▶ **DOCUMENT EXCERPT**
-.-.-

In the world of medicine and healthcare, there is LifeBank, owned by a young Nigerian lady. This is a health tech startup, which also uses drone technology to facilitate blood delivery to various health centres. We could highlight another called 54gene, a firm that is harnessing genomic data from African DNA to revolutionize the drug industry, and change the future of medicine. Even in the usually conservative legal profession, which I am the chairman, entrepreneurs are disrupting old trends. There is a digital legal research company called Law Pavilion, the company’s digital tools help lawyers to do legal research quickly and efficiently and even answer legal questions. Judges and lawyers subscribe to it and the usage is a very lucrative value addition to legal practice. Yet the founder and CEO of the company is not even a lawyer.
So today there are opportunities for entrepreneurs to build their businesses around traditional professions without being professionals themselves. The most widely read online publications are neither owned nor run by trained journalists. Some of us are familiar with the news aggregation platform called Nairaland which was started by two Obafemi Awolowo University students while still in school. Today it is one of the most successful online platforms we have. Even many of the most successful online advertising or PR companies have no formal training in these disciplines, most are self-thought. My nephew, who is a lawyer, is establishing an organic farm and poultry after taking lessons online. His only knowledge is derived from taking a few classes from somebody in Kano State offering online training for people interested in poultry farming.

-.-.-

▶ **RECORDED DATA**
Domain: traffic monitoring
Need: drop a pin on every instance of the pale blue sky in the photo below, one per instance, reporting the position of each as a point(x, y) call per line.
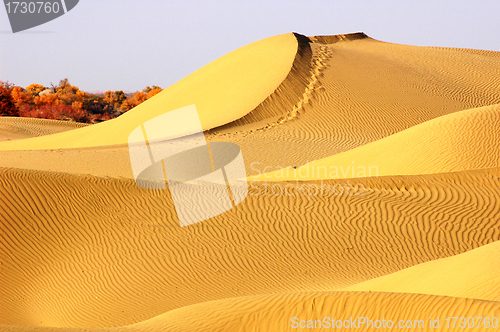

-.-.-

▶ **WORK INSTRUCTIONS**
Retype the stretch of the passage on Nigerian entrepreneurs from "In the world" through "even a lawyer.". The listing is unrelated material and stands apart from the passage about Nigerian entrepreneurs.

▶ **SOLUTION TO THIS PROBLEM**
In the world of medicine and healthcare, there is LifeBank, owned by a young Nigerian lady. This is a health tech startup, which also uses drone technology to facilitate blood delivery to various health centres. We could highlight another called 54gene, a firm that is harnessing genomic data from African DNA to revolutionize the drug industry, and change the future of medicine. Even in the usually conservative legal profession, which I am the chairman, entrepreneurs are disrupting old trends. There is a digital legal research company called Law Pavilion, the company’s digital tools help lawyers to do legal research quickly and efficiently and even answer legal questions. Judges and lawyers subscribe to it and the usage is a very lucrative value addition to legal practice. Yet the founder and CEO of the company is not even a lawyer.